**** Passage to read ****

During the drilling, completion and operation of oil, gas and water wells many occasions arise when tubular goods or lines must be run into and/or pulled from the bore hole. Usually such tubular goods are made from steel and being much denser than the fluid into which they are run require large and expensive handling equipment. U.S. Pat. No. 4,024,913 to Donovan B. Grable relates to the use of high strength, non-metallic lines and tubulars having a specific gravity less than 2.0 and tensile strengths greater than 185,000 psi.
Also, it is well known in oil and gas drilling operations to float heavy strings of casing into a bore hole to reduce hoisting load. In this operation a lower section of casing is plugged to prevent fluid entry thus providing the required buoyancy. However, the combination of sections of two or more tubular goods or rods having different densities to form a complete string the composite density of which along its length being essentially equal to the density of the well liquid, and thus not requiring the use of heavy hoisting equipment to run into and to take out of a well, appears to be novel.
The present invention relates to tubular goods and lines, generically designated as "shaft" herein, which may be run into a well bore containing a liquid. The objective is to provide a shaft so nearly precisely neutrally buoyant in the well liquid along its length that as a string is made up it could be moved up or down by hand in a Newtonian liquid. This is achieved by running sections of the shaft more dense than the well liquid and sections less dense than the liquid in such a ratio and order that the combination of shaft densities as the shaft is made up is essentially identical with the average density of the liquid in the bore hole. The bore liquid need not be homogeneous. To compensate for denser liquid, additional higher density shaft sections are incorporated in the string, and vice versa. Tools or devices such as bottom hole pumps, gas lift valves, etc. may be included in the shaft.
Obviously, it would be possible to manufacture a homogeneous shaft having precisely the same density as a given well liquid given enough advance notice and knowledge of the density of the well liquid. From a practical standpoint this is not feasible. Either immense quantities of tubulars would have to be stocked or excessive time spent treating the well liquid to the required density.
The preferred embodiment of the present invention utilizes shaft sections of three different densities. The first shaft sections or joints may have a density of from 2 to 20 percent greater than the well liquid, the second set 2 to 20 percent less dense and the third set would have a density intermediate between the other two sets.
The individual portions or joints may be conveniently of lengths of 25 feet or 30 feet. Where adequate lifting equipment is available, two or three joints may be more or less permanently fixed together to facilitate speed in assembling the total shaft. Short, or pup, joints of 5 or 10 foot lengths may be included for more precise control of shaft density.

**** Source excerpt ****

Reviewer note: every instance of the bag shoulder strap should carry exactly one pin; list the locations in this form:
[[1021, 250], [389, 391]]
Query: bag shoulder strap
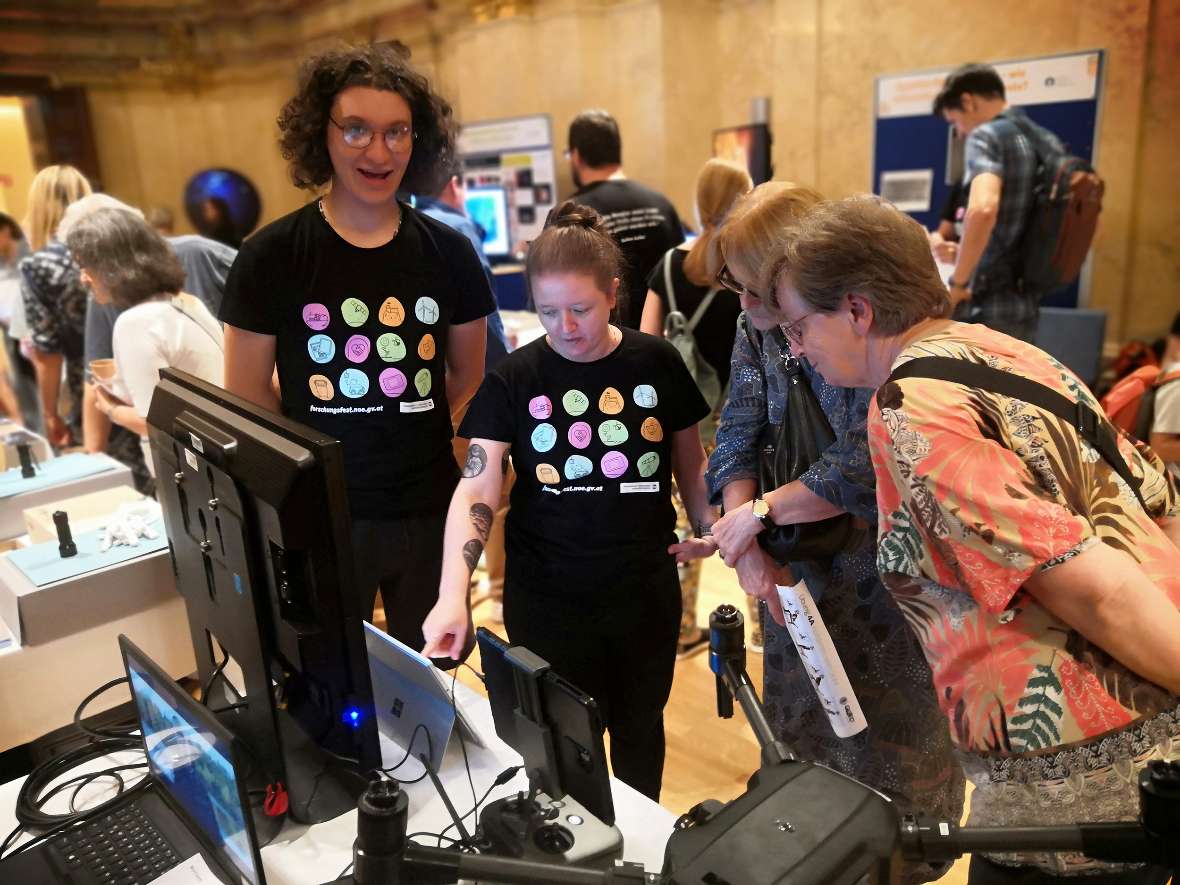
[[702, 307], [1090, 426], [670, 289]]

****

▶ Actions to take
1. Do these statements agree with the passage on neutrally buoyant well shafts? Answer yes or no for each and quote the words that decide it. (a) The preferred embodiment uses shaft sections of three different densities. (b) The liquid in the bore must be homogeneous. (c) Pup joints are 15 feet long.
2. Can you continue the passage on neutrally buoyant well shafts, starting after its last sentence?
The material above stands apart from the passage on neutrally buoyant well shafts.

▶ Answers per task
1.
(a) Yes: "The preferred embodiment of the present invention utilizes shaft sections of three different densities."
(b) No: "The bore liquid need not be homogeneous."
(c) No: "Short, or pup, joints of 5 or 10 foot lengths may be included for more precise control of shaft density."

2.
As is well known to those skilled in plastics technology, numerous materials are commercially available for forming tubulars and lines for use in practicing my invention, among the most common of which are ABS, polybutylene, polypropylene, polyethylene and polyvinyl chloride. The density in grams per milliliter for unmodified material is: polypropylene, 0.90; polyethylene, 0.96 and polyvinyl chloride 1.36. Less often used as tubing because of its cost, but nevertheless quite readily extruded, is unmodified fluorinated ethylene propylene copolymer known as FEP and available from DuPont. It has a density of 2.15 grams per milliliter.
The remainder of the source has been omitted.